Nothing may be left out or changed. Print every entry.

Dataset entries
:::::

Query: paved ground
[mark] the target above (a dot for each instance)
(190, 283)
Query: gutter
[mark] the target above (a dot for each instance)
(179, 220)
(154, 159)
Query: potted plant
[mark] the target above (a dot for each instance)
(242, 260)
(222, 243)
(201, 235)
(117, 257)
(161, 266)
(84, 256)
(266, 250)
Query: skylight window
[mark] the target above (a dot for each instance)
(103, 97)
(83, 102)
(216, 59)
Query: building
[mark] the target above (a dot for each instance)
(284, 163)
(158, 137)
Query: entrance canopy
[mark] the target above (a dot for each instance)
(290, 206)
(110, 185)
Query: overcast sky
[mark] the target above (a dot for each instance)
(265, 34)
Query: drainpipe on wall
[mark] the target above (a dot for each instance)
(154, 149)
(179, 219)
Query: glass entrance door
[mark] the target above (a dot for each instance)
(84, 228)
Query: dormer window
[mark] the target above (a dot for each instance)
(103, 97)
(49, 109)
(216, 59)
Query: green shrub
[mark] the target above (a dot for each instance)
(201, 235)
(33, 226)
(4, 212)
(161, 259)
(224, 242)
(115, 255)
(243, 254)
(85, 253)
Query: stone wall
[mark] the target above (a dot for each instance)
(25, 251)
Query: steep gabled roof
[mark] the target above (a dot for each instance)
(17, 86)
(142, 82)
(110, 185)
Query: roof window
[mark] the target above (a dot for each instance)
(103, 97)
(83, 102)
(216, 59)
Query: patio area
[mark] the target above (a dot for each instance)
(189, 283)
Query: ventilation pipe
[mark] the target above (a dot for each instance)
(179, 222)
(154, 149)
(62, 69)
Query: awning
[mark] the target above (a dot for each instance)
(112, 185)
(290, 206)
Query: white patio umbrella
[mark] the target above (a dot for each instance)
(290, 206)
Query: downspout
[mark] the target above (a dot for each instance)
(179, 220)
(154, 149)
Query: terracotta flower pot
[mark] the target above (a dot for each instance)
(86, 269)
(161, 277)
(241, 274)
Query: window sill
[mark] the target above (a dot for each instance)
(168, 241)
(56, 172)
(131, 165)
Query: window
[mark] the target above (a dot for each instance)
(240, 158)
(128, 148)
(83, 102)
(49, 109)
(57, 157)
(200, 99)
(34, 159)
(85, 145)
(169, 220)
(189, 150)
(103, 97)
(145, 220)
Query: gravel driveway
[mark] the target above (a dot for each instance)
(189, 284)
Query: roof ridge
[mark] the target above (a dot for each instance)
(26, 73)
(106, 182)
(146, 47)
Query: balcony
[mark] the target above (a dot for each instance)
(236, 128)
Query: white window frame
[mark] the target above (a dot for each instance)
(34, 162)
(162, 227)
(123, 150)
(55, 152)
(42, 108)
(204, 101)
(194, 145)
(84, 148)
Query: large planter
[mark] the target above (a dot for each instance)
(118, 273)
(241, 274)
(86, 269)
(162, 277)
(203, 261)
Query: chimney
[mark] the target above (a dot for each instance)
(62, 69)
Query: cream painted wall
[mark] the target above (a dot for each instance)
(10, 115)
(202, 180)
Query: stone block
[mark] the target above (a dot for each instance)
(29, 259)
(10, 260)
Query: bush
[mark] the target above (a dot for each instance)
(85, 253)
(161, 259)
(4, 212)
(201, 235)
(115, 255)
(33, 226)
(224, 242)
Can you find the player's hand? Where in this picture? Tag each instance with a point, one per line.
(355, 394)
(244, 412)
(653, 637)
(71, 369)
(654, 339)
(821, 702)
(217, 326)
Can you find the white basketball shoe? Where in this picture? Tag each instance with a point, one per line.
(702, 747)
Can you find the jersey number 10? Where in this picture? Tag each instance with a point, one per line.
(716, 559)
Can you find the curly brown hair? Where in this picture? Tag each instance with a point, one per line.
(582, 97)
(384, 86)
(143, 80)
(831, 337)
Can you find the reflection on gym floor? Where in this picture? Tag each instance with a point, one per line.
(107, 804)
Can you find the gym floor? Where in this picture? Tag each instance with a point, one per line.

:::::

= Response to the task =
Query: paved ground
[mark] the target above (a dot for each instance)
(190, 283)
Query: gutter
[mark] the target above (a dot for each instance)
(179, 220)
(154, 159)
Query: potted plant
[mark] the target above (a dot for each instance)
(242, 260)
(222, 243)
(201, 235)
(117, 257)
(161, 266)
(84, 256)
(266, 250)
Query: skylight window
[mark] the target above (a dot for each instance)
(103, 97)
(83, 102)
(216, 59)
Query: building
[mark] the target above (a dot for each instance)
(284, 163)
(158, 137)
Query: entrance canopy
[mark] the target above (a dot for each instance)
(290, 206)
(110, 185)
Query: overcast sky
[mark] the target above (a dot for each instance)
(265, 34)
Query: drainpipe on wall
[mark] the target above (a dot for each instance)
(154, 149)
(179, 219)
Query: glass entrance door
[mark] the target above (a dot for each instance)
(84, 228)
Query: dormer window
[mark] the target above (a dot for each instance)
(103, 97)
(49, 109)
(216, 59)
Query: green shrub
[mark] the target above (a dot for each instance)
(201, 235)
(33, 226)
(4, 212)
(161, 259)
(224, 242)
(115, 255)
(243, 254)
(85, 253)
Query: stone wall
[mark] the target above (a dot for each instance)
(25, 251)
Query: steep gabled roof
[mark] the target above (a dot for each instance)
(17, 86)
(142, 82)
(110, 185)
Query: roof window
[mark] the target above (a dot for each instance)
(103, 97)
(83, 102)
(216, 59)
Query: patio area
[mark] the target above (a dot for each instance)
(189, 283)
Query: ventilation pipe
[mark] the target above (a dot for each instance)
(179, 222)
(154, 149)
(62, 69)
Query: awning
[mark] the target above (a dot for each instance)
(112, 185)
(290, 206)
Query: white patio umbrella
[mark] the target above (a dot for each instance)
(290, 206)
Query: downspout
[mark] the target above (a dot for each instance)
(179, 220)
(154, 149)
Query: terracotta flower pot
[mark] the target above (a dot for each instance)
(86, 269)
(161, 277)
(241, 274)
Query: window sill
[mark] the target above (a dot for each instance)
(168, 241)
(56, 172)
(131, 165)
Query: window
[mark] the target above (a dot for each instance)
(240, 158)
(128, 148)
(83, 102)
(49, 109)
(57, 157)
(200, 99)
(34, 159)
(85, 145)
(169, 220)
(189, 150)
(103, 97)
(145, 220)
Query: gravel driveway
[mark] the target above (a dot for each instance)
(189, 284)
Query: roof ridge
[mark] the target above (a dot for each instance)
(26, 73)
(106, 182)
(146, 47)
Query: balcony
[mark] the target above (a dot for each instance)
(236, 128)
Query: white window frame
[mark] the target above (a dot for each instance)
(34, 162)
(162, 227)
(123, 150)
(55, 152)
(42, 108)
(204, 101)
(194, 145)
(84, 148)
Query: large planter
[mark] the target above (a dot for each instance)
(118, 273)
(241, 274)
(86, 269)
(162, 277)
(203, 261)
Query: chimney
[mark] the target above (a dot for each instance)
(62, 69)
Query: cream painted wall
[mark] the target above (a dot for each instance)
(10, 115)
(202, 180)
Query: stone block
[mark] the target above (a dot for each instance)
(29, 259)
(10, 260)
Query: bush
[mark] the target above (a dot for each instance)
(85, 253)
(161, 259)
(4, 212)
(201, 235)
(115, 255)
(33, 226)
(224, 242)
Can you find the player's hand? Where in this picture? Tag each instance with a point, one per line.
(355, 394)
(244, 412)
(653, 637)
(71, 369)
(654, 339)
(821, 702)
(217, 326)
Can you find the white basketball shoe? Where in this picture? Tag each instance with a point, one per line.
(702, 747)
Can you find the jersey number 10? Where in this picture? Tag each instance with a point, one per line.
(716, 559)
Can you find the curly brown hair? Where in this picture? Tag each instance with a point, one per line.
(582, 97)
(384, 86)
(143, 80)
(831, 337)
Can you find the reflection on gym floor? Where in this picture? Tag each instance with a point, one per line.
(107, 804)
Can you find the gym floor? Where in this picture? Tag each instance with a point, one per line.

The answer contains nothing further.